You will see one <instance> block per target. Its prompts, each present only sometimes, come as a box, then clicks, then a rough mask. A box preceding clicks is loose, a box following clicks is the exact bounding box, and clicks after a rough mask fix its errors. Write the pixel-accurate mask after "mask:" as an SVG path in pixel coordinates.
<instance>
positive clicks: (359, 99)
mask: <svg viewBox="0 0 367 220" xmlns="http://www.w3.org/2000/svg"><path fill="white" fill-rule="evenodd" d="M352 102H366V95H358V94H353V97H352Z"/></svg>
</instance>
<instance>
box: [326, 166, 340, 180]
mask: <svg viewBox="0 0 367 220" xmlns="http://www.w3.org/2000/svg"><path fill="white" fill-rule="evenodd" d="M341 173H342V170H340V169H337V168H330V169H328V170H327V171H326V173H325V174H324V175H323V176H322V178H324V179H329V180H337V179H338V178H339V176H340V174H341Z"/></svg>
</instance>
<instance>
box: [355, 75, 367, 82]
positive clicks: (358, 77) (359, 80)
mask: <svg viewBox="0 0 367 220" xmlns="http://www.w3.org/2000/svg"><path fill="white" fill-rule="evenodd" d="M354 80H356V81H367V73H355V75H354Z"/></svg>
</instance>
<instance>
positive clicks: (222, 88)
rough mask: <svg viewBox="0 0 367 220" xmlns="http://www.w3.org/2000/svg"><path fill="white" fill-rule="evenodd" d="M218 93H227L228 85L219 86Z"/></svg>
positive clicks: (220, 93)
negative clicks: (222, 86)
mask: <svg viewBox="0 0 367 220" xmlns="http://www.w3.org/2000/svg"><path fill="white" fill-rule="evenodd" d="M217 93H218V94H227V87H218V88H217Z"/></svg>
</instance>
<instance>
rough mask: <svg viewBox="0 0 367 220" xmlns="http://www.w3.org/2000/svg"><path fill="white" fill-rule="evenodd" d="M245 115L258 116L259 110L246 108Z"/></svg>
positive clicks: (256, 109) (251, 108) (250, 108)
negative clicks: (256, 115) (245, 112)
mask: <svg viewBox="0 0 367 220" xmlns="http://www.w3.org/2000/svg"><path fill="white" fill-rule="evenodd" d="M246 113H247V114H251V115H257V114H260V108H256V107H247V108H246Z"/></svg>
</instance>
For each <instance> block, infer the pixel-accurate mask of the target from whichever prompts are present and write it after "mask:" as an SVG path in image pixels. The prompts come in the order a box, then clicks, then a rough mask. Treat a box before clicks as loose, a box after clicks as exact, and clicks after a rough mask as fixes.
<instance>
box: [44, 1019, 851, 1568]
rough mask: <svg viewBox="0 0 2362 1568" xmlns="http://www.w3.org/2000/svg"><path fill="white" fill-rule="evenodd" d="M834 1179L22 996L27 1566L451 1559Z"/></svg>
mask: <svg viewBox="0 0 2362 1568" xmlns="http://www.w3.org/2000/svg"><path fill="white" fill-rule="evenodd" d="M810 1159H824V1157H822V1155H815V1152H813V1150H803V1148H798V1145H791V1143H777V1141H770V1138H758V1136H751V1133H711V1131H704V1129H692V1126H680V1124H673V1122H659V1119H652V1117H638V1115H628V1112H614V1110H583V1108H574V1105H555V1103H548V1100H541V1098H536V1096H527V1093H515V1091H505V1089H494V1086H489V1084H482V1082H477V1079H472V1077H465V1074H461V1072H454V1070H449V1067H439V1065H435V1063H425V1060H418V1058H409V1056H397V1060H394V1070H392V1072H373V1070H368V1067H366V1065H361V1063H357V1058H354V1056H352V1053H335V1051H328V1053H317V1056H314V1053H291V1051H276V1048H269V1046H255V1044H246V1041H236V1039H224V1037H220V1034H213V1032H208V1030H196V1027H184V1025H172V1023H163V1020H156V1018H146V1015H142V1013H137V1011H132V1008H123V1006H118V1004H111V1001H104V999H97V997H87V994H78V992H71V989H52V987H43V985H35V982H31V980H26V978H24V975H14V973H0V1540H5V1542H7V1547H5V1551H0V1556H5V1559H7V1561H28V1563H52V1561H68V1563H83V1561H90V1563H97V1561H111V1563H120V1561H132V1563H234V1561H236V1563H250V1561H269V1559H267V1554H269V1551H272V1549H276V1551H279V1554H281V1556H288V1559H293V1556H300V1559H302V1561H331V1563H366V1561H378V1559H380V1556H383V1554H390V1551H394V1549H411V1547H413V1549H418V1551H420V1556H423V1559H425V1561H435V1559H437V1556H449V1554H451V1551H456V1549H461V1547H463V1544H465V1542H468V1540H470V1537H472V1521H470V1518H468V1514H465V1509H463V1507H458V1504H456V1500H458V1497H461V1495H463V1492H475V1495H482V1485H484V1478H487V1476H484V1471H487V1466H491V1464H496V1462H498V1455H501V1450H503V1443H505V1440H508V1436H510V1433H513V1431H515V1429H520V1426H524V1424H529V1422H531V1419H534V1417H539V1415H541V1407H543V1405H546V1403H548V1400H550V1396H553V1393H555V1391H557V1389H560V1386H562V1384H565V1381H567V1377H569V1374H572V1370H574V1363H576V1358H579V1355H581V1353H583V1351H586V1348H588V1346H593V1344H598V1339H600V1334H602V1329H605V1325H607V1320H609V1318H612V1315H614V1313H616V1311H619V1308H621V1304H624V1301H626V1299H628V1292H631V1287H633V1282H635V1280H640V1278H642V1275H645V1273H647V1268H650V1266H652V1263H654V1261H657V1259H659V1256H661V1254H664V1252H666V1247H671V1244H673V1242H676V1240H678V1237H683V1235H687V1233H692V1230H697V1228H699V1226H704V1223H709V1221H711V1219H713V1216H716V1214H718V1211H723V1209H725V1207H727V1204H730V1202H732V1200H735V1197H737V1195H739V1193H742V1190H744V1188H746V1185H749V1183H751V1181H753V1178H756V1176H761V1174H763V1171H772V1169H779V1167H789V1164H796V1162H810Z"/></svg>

● EXERCISE BRIEF:
Every line above is to be duplicated exactly as shown.

● YOUR RESPONSE:
You will see one <instance> block per target. Its prompts, each present only sometimes, come as a box, then clicks, then a rough mask. A box preceding clicks is loose, a box following clicks is the exact bounding box, and clicks after a rough mask fix its errors. Write the pixel-accurate mask after "mask:" as an SVG path in pixel coordinates.
<instance>
positive clicks: (359, 99)
mask: <svg viewBox="0 0 367 220" xmlns="http://www.w3.org/2000/svg"><path fill="white" fill-rule="evenodd" d="M352 102H366V95H358V94H353V97H352Z"/></svg>
</instance>
<instance>
box: [326, 166, 340, 180]
mask: <svg viewBox="0 0 367 220" xmlns="http://www.w3.org/2000/svg"><path fill="white" fill-rule="evenodd" d="M341 173H342V170H340V169H337V168H330V169H328V170H327V171H326V173H325V174H324V175H323V176H322V178H324V179H329V180H337V179H338V178H339V176H340V174H341Z"/></svg>
</instance>
<instance>
box: [355, 75, 367, 82]
positive clicks: (358, 77) (359, 80)
mask: <svg viewBox="0 0 367 220" xmlns="http://www.w3.org/2000/svg"><path fill="white" fill-rule="evenodd" d="M354 80H356V81H367V73H355V75H354Z"/></svg>
</instance>
<instance>
positive clicks: (222, 88)
rough mask: <svg viewBox="0 0 367 220" xmlns="http://www.w3.org/2000/svg"><path fill="white" fill-rule="evenodd" d="M218 93H227L228 85L219 86Z"/></svg>
positive clicks: (220, 93)
negative clicks: (222, 86)
mask: <svg viewBox="0 0 367 220" xmlns="http://www.w3.org/2000/svg"><path fill="white" fill-rule="evenodd" d="M217 93H218V94H227V87H218V88H217Z"/></svg>
</instance>
<instance>
rough mask: <svg viewBox="0 0 367 220" xmlns="http://www.w3.org/2000/svg"><path fill="white" fill-rule="evenodd" d="M245 115L258 116L259 110L246 108Z"/></svg>
positive clicks: (256, 109) (251, 108) (250, 108)
negative clicks: (256, 115) (245, 112)
mask: <svg viewBox="0 0 367 220" xmlns="http://www.w3.org/2000/svg"><path fill="white" fill-rule="evenodd" d="M246 113H247V114H251V115H257V114H260V108H256V107H247V108H246Z"/></svg>
</instance>
For each <instance> block, infer the pixel-accurate mask of the target from whichever prompts are present and write it after "mask:" as an SVG path in image pixels. The prompts come in the order a box, then clicks, then a rough mask. Treat a box before clicks as loose, a box after clicks as exact, and clicks after a rough mask as fixes.
<instance>
box: [44, 1019, 851, 1568]
rough mask: <svg viewBox="0 0 2362 1568" xmlns="http://www.w3.org/2000/svg"><path fill="white" fill-rule="evenodd" d="M834 1179L22 996L27 1566L451 1559Z"/></svg>
mask: <svg viewBox="0 0 2362 1568" xmlns="http://www.w3.org/2000/svg"><path fill="white" fill-rule="evenodd" d="M810 1159H824V1157H822V1155H815V1152H813V1150H803V1148H798V1145H791V1143H777V1141H770V1138H758V1136H751V1133H711V1131H704V1129H692V1126H680V1124H673V1122H659V1119H652V1117H638V1115H628V1112H614V1110H583V1108H574V1105H555V1103H548V1100H541V1098H536V1096H527V1093H515V1091H505V1089H494V1086H489V1084H482V1082H477V1079H472V1077H465V1074H461V1072H454V1070H449V1067H439V1065H435V1063H425V1060H418V1058H409V1056H397V1060H394V1070H392V1072H373V1070H368V1067H366V1065H361V1063H357V1058H354V1056H352V1053H335V1051H328V1053H317V1056H314V1053H291V1051H276V1048H269V1046H255V1044H246V1041H236V1039H224V1037H220V1034H213V1032H208V1030H196V1027H184V1025H172V1023H163V1020H156V1018H146V1015H142V1013H137V1011H132V1008H123V1006H118V1004H111V1001H104V999H97V997H87V994H78V992H71V989H52V987H43V985H35V982H31V980H26V978H24V975H14V973H0V1540H5V1542H7V1547H5V1551H0V1556H5V1559H7V1561H28V1563H52V1561H68V1563H83V1561H90V1563H97V1561H111V1563H120V1561H132V1563H234V1561H236V1563H250V1561H269V1559H267V1554H269V1551H272V1549H276V1551H279V1554H281V1556H288V1559H293V1556H300V1559H302V1561H331V1563H366V1561H378V1559H380V1556H383V1554H390V1551H394V1549H411V1547H413V1549H418V1551H420V1556H423V1559H425V1561H435V1559H437V1556H449V1554H451V1551H456V1549H461V1547H463V1544H465V1542H468V1540H470V1537H472V1521H470V1518H468V1514H465V1509H463V1507H458V1504H456V1500H458V1497H461V1495H463V1492H475V1495H482V1485H484V1478H487V1476H484V1471H487V1466H491V1464H496V1462H498V1455H501V1450H503V1443H505V1440H508V1436H510V1433H513V1431H515V1429H520V1426H524V1424H529V1422H531V1419H534V1417H539V1415H541V1407H543V1405H546V1403H548V1400H550V1396H553V1393H555V1391H557V1389H560V1386H562V1384H565V1381H567V1377H569V1374H572V1370H574V1363H576V1358H579V1355H581V1353H583V1351H586V1348H588V1346H593V1344H598V1339H600V1334H602V1329H605V1325H607V1320H609V1318H612V1315H614V1313H616V1311H619V1308H621V1304H624V1301H626V1299H628V1292H631V1287H633V1282H635V1280H640V1278H642V1275H645V1273H647V1268H650V1266H652V1263H654V1261H657V1259H659V1256H661V1254H664V1252H666V1247H671V1244H673V1242H676V1240H678V1237H683V1235H687V1233H692V1230H697V1228H699V1226H704V1223H709V1221H711V1219H713V1216H716V1214H718V1211H723V1209H725V1207H727V1204H730V1202H732V1200H735V1197H737V1195H739V1193H742V1190H744V1188H746V1185H749V1183H751V1181H753V1178H756V1176H761V1174H763V1171H772V1169H779V1167H789V1164H796V1162H810Z"/></svg>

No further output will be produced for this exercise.